Nanya NP-826: PPE-Based Low-Dk PCB Material for High-Frequency RF Designs

As the telecommunications industry aggressively expands into millimeter-wave (mmWave) frequencies, 5G infrastructure, and advanced satellite communications, the physical limitations of printed circuit board substrates become the primary bottleneck for RF engineers. Standard FR-4 and even specialized mid-loss epoxy laminates simply cannot support the signal integrity required at 28 GHz, 39 GHz, or 77 GHz. Insertion loss, phase shift, and severe thermal degradation force engineers to seek out advanced resin systems. Within this high-stakes landscape, Nanya Plastics Corporation has developed a robust portfolio of PTFE and PPE-based laminates.

While the industry frequently highlights the ultra-low loss Nanya NP-822 PPE 5G PCB laminate for absolute minimal attenuation, its sister material, the Nanya NP-826, offers a highly strategic balance of low dielectric properties and enhanced mechanical stability. Engineered primarily for Low Noise Blocks (LNBs), advanced radar, and high-frequency communication modules, the NP-826 provides a stable dielectric constant, ultra-low moisture absorption, and excellent dimensional stability. This comprehensive engineering guide explores the material science, technical specifications, and fabrication guidelines for the Nanya NP-826, while benchmarking it against the widely popular Nanya NP-822 PPE 5G PCB laminate.

> _REQUIREMENTS_:
1. In the Nanya NP-826 article, what applications is the NP-826 engineered primarily for?
2. Duplicate the Nanya NP-826 article word for word, from "While the industry" up to and including "5G PCB laminate.".

> _LISTING_:

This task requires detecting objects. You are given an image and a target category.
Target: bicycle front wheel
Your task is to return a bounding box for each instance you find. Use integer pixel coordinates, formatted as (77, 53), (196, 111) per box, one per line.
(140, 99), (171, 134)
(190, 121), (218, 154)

> _SOLUTIONS FOR EACH TASK_:
1. Low Noise Blocks (LNBs), advanced radar, and high-frequency communication modules.

2.
While the industry frequently highlights the ultra-low loss Nanya NP-822 PPE 5G PCB laminate for absolute minimal attenuation, its sister material, the Nanya NP-826, offers a highly strategic balance of low dielectric properties and enhanced mechanical stability. Engineered primarily for Low Noise Blocks (LNBs), advanced radar, and high-frequency communication modules, the NP-826 provides a stable dielectric constant, ultra-low moisture absorption, and excellent dimensional stability. This comprehensive engineering guide explores the material science, technical specifications, and fabrication guidelines for the Nanya NP-826, while benchmarking it against the widely popular Nanya NP-822 PPE 5G PCB laminate.